- Task requirements -
Retype the news item on the HIPPY graduation in full, word for word.

- Page excerpt -
LATEST NEWS

16/11/2018

HIPPY celebration for happy graduates


An innovative school readiness program for pre-school children has celebrated the achievements of its latest cohort of graduates.


The Home Interaction Program for Parents and Youngsters (HIPPY) is funded by the Australian Government through the Department of Social Services. The Brotherhood of St Laurence holds the licence to operate HIPPY in Australia.
In Mildura the program is delivered by Mallee District Aboriginal Services and a graduation ceremony this week celebrated the achievements of 10 Aboriginal and non-Aboriginal families completing the program this year.
Families take part in the HIPPY program over two years, usually starting in the child’s kindergarten year and continuing during the first year of primary school.
MDAS Education Liaison Officer Fiona Turner said the primary aim of the program was supporting engagement between parents and children to improve school readiness skills and social relationships.
“But the exciting thing about HIPPY is that its impact is so much wider than that – we see it every day that the positive effects are not only on the young people, but on the whole family,” Mrs Turner said.
“We see children at the beginning of the two-year program who find it difficult to concentrate for very long, and as they progress they want to read books, they want to learn, they’re curious and conversational,” she said.
“But from the other perspective, we see our parents and our program tutors, who are also parents in the program, building confidence in themselves.”
The home-based parenting and early childhood program is open to Aboriginal and non-Aboriginal families and helps parents and carers as their child’s first teacher to further develop their skills through a mix of home visits and parents’ groups.
“Most importantly, HIPPY supports families to nurture happy, confident, curious kids who love to learn,” Mrs Turner said.
Independent analysis of HIPPY has found it narrows the gap in school readiness and in the long term it will be an important step towards Closing the Gap on reading, writing and numeracy achievements for Koori children.

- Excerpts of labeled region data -

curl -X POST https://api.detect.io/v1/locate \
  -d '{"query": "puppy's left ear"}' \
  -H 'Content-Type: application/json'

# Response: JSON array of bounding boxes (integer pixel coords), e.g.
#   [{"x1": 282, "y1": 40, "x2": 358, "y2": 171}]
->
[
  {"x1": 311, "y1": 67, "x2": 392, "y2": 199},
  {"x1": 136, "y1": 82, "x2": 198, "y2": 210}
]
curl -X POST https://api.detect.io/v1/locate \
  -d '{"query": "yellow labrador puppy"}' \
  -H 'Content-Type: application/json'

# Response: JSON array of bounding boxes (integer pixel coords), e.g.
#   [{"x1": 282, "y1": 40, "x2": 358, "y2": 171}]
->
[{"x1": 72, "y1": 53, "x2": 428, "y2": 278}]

* * *

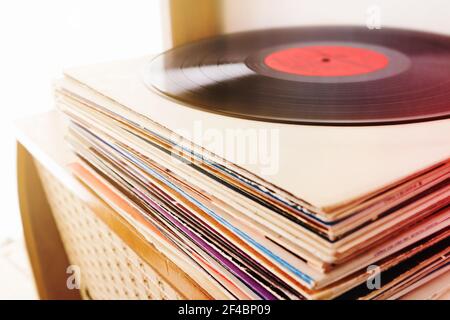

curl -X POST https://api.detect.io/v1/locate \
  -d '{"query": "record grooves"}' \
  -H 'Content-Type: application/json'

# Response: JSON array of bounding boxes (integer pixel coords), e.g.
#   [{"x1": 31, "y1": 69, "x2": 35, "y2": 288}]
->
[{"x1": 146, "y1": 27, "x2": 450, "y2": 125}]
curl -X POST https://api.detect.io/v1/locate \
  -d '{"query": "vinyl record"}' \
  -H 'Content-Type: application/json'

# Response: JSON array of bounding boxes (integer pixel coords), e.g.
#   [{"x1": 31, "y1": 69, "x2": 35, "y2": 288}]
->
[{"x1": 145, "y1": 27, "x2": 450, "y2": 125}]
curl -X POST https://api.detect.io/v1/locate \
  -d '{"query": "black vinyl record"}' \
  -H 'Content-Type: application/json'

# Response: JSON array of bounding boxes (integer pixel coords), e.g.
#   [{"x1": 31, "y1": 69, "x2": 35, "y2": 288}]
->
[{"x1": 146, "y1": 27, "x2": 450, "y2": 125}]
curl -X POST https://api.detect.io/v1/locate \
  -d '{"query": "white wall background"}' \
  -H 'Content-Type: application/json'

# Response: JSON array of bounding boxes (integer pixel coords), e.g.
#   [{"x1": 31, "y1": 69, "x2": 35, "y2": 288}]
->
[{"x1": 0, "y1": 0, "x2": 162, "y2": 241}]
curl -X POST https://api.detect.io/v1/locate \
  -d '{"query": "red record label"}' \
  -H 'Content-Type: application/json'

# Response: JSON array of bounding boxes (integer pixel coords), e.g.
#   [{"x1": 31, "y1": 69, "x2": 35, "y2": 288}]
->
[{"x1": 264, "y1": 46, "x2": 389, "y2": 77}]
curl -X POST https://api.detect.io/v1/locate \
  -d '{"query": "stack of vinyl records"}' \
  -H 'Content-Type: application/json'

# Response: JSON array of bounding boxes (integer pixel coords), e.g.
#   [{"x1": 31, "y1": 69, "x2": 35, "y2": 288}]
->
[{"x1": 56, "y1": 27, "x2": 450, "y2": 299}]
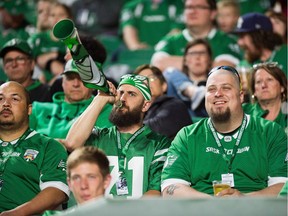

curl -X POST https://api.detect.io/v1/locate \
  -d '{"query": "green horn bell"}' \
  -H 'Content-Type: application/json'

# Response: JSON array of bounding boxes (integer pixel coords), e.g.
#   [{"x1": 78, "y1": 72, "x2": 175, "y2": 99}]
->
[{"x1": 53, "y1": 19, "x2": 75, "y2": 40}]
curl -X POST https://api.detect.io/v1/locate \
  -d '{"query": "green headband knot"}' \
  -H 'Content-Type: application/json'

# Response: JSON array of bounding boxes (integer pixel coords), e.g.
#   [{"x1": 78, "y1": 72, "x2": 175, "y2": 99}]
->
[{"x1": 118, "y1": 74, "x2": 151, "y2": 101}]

- Exercise answer -
LATEST NEWS

16/11/2018

HIPPY celebration for happy graduates


An innovative school readiness program for pre-school children has celebrated the achievements of its latest cohort of graduates.


The Home Interaction Program for Parents and Youngsters (HIPPY) is funded by the Australian Government through the Department of Social Services. The Brotherhood of St Laurence holds the licence to operate HIPPY in Australia.
In Mildura the program is delivered by Mallee District Aboriginal Services and a graduation ceremony this week celebrated the achievements of 10 Aboriginal and non-Aboriginal families completing the program this year.
Families take part in the HIPPY program over two years, usually starting in the child’s kindergarten year and continuing during the first year of primary school.
MDAS Education Liaison Officer Fiona Turner said the primary aim of the program was supporting engagement between parents and children to improve school readiness skills and social relationships.
“But the exciting thing about HIPPY is that its impact is so much wider than that – we see it every day that the positive effects are not only on the young people, but on the whole family,” Mrs Turner said.
“We see children at the beginning of the two-year program who find it difficult to concentrate for very long, and as they progress they want to read books, they want to learn, they’re curious and conversational,” she said.
“But from the other perspective, we see our parents and our program tutors, who are also parents in the program, building confidence in themselves.”
The home-based parenting and early childhood program is open to Aboriginal and non-Aboriginal families and helps parents and carers as their child’s first teacher to further develop their skills through a mix of home visits and parents’ groups.
“Most importantly, HIPPY supports families to nurture happy, confident, curious kids who love to learn,” Mrs Turner said.
Independent analysis of HIPPY has found it narrows the gap in school readiness and in the long term it will be an important step towards Closing the Gap on reading, writing and numeracy achievements for Koori children.